[BEGIN Input for this task]

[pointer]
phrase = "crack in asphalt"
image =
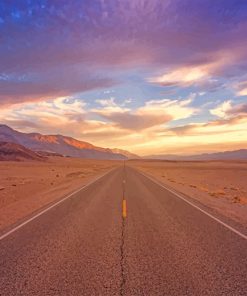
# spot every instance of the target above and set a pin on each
(123, 275)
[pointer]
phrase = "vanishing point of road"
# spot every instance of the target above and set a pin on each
(123, 234)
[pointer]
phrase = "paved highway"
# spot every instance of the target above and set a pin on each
(123, 235)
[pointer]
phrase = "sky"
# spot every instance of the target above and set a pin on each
(148, 76)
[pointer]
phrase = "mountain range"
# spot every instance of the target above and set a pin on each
(60, 144)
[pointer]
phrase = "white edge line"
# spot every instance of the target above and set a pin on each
(195, 206)
(52, 206)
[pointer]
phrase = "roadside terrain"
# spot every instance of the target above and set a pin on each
(220, 185)
(26, 186)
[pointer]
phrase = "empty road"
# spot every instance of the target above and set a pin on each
(94, 243)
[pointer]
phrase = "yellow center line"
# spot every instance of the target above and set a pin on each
(124, 209)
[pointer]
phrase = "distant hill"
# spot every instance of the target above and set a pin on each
(60, 144)
(12, 151)
(226, 155)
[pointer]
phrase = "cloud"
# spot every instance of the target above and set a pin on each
(228, 110)
(241, 88)
(54, 49)
(153, 113)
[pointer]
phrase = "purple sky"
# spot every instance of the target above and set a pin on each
(148, 76)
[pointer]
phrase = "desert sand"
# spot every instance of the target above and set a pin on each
(221, 186)
(26, 186)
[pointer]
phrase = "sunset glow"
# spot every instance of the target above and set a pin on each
(151, 77)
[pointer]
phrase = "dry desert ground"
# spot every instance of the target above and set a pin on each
(26, 186)
(221, 185)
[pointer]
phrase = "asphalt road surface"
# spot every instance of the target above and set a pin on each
(152, 243)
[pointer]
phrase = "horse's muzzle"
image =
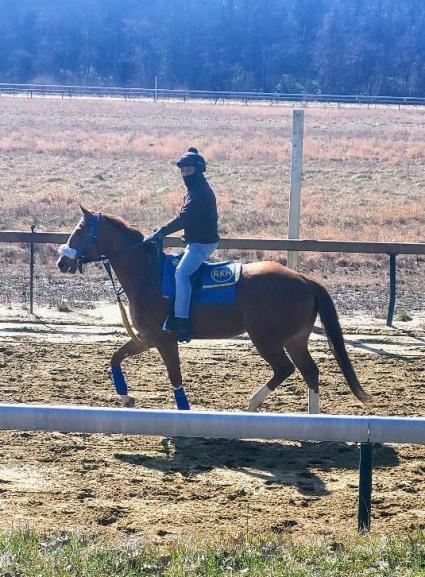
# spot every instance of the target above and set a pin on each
(66, 264)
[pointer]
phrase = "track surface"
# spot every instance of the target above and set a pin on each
(169, 488)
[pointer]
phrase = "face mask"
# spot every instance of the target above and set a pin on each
(193, 179)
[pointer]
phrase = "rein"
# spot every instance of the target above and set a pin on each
(91, 238)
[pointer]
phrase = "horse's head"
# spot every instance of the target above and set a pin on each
(81, 244)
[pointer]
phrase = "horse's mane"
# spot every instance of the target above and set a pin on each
(123, 225)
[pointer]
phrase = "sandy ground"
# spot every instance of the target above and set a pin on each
(165, 489)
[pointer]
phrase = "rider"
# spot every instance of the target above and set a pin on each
(198, 217)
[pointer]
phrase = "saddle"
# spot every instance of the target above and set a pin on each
(212, 283)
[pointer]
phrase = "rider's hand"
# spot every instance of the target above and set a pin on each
(156, 236)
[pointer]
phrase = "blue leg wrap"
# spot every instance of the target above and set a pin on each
(119, 380)
(181, 399)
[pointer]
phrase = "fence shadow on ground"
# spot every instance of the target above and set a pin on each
(297, 465)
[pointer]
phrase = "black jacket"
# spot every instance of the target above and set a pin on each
(198, 214)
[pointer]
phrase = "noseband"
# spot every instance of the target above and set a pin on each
(89, 238)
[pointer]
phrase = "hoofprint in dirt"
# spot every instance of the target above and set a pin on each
(167, 488)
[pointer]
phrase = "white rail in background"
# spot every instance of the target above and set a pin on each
(338, 428)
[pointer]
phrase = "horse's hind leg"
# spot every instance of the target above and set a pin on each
(275, 356)
(300, 355)
(169, 350)
(129, 349)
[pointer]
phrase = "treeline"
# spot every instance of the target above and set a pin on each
(331, 46)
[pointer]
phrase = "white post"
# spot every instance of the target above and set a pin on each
(295, 189)
(313, 402)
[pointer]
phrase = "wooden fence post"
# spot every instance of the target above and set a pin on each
(295, 186)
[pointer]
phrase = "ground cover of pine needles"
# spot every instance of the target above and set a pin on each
(23, 553)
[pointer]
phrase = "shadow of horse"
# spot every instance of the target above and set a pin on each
(275, 463)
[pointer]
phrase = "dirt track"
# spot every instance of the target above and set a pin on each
(164, 488)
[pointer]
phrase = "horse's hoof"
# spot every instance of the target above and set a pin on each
(128, 401)
(253, 407)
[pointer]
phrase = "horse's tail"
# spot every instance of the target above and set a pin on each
(329, 318)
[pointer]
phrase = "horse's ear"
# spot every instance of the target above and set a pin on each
(85, 211)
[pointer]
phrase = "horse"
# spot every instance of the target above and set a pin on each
(276, 306)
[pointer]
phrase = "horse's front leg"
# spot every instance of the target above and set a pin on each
(169, 350)
(129, 349)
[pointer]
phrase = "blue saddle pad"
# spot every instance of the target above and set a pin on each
(213, 283)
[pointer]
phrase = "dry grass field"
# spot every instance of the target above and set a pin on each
(363, 173)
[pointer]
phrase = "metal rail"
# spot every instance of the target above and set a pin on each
(390, 248)
(216, 95)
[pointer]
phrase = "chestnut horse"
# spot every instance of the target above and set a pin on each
(276, 306)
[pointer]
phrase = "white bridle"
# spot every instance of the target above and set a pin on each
(66, 250)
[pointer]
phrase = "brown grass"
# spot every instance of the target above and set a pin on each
(363, 167)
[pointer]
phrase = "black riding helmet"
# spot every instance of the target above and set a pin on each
(193, 158)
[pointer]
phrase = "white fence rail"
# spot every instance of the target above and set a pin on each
(237, 425)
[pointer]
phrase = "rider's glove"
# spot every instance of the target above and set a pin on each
(156, 236)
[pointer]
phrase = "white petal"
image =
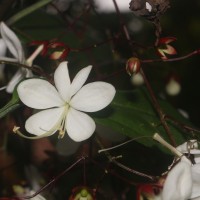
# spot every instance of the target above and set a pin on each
(44, 121)
(196, 181)
(178, 184)
(12, 42)
(79, 125)
(62, 80)
(39, 94)
(93, 97)
(79, 80)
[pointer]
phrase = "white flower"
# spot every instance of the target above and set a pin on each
(178, 184)
(13, 44)
(64, 103)
(183, 181)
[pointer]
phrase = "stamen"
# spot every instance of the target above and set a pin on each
(62, 125)
(62, 129)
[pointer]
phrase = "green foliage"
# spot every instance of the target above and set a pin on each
(132, 114)
(11, 105)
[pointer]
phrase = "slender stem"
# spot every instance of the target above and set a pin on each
(54, 179)
(182, 125)
(196, 52)
(158, 138)
(149, 88)
(113, 160)
(157, 108)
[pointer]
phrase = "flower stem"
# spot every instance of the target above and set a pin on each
(158, 138)
(30, 60)
(149, 88)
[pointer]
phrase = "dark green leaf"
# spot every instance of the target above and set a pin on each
(132, 114)
(11, 105)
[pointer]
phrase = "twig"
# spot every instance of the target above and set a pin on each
(149, 88)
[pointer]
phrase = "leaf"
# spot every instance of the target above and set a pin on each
(11, 105)
(133, 115)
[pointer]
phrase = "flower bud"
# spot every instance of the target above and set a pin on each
(133, 65)
(173, 86)
(82, 193)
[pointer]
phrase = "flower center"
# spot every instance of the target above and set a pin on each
(61, 129)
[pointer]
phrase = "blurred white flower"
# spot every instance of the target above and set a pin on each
(11, 42)
(64, 103)
(183, 181)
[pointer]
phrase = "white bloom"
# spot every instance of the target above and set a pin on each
(183, 181)
(14, 46)
(64, 103)
(178, 184)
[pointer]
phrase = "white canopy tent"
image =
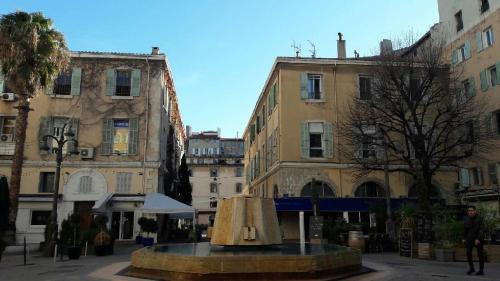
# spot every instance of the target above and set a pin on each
(158, 203)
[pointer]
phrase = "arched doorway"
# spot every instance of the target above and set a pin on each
(370, 189)
(323, 189)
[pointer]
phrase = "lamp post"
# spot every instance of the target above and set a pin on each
(61, 140)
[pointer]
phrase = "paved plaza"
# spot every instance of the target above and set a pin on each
(387, 267)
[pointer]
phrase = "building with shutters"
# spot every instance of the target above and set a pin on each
(292, 144)
(123, 110)
(216, 166)
(472, 31)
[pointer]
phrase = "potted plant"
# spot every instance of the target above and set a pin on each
(75, 248)
(150, 227)
(142, 222)
(102, 240)
(3, 245)
(448, 232)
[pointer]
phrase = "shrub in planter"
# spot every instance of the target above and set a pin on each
(142, 222)
(101, 243)
(150, 226)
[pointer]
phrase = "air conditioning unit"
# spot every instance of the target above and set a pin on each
(8, 97)
(87, 153)
(6, 137)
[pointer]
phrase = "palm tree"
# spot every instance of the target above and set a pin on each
(32, 53)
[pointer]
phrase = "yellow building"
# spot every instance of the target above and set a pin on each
(471, 30)
(123, 110)
(292, 142)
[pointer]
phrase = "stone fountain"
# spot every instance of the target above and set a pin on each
(246, 244)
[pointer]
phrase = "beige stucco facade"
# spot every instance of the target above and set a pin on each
(142, 169)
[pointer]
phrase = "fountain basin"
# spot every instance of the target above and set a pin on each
(203, 261)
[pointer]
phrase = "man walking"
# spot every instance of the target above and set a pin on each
(474, 237)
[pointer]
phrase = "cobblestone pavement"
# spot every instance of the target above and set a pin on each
(92, 268)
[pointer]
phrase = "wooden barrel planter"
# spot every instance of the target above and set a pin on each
(356, 240)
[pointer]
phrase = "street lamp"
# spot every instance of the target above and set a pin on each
(61, 140)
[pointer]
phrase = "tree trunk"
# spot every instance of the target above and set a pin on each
(18, 158)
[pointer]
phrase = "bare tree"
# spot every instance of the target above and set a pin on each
(416, 115)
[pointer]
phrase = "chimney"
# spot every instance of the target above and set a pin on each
(385, 47)
(341, 54)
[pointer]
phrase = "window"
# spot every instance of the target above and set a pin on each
(365, 88)
(85, 184)
(315, 139)
(485, 6)
(123, 82)
(213, 202)
(62, 85)
(123, 182)
(476, 175)
(239, 187)
(40, 217)
(213, 173)
(493, 75)
(493, 173)
(239, 171)
(487, 37)
(314, 86)
(121, 136)
(497, 119)
(213, 187)
(8, 129)
(46, 183)
(458, 20)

[END Input for this task]

Direction: Please count how many lines in the entries above contain the string "green". Reply with that number alone.

Complete response: 2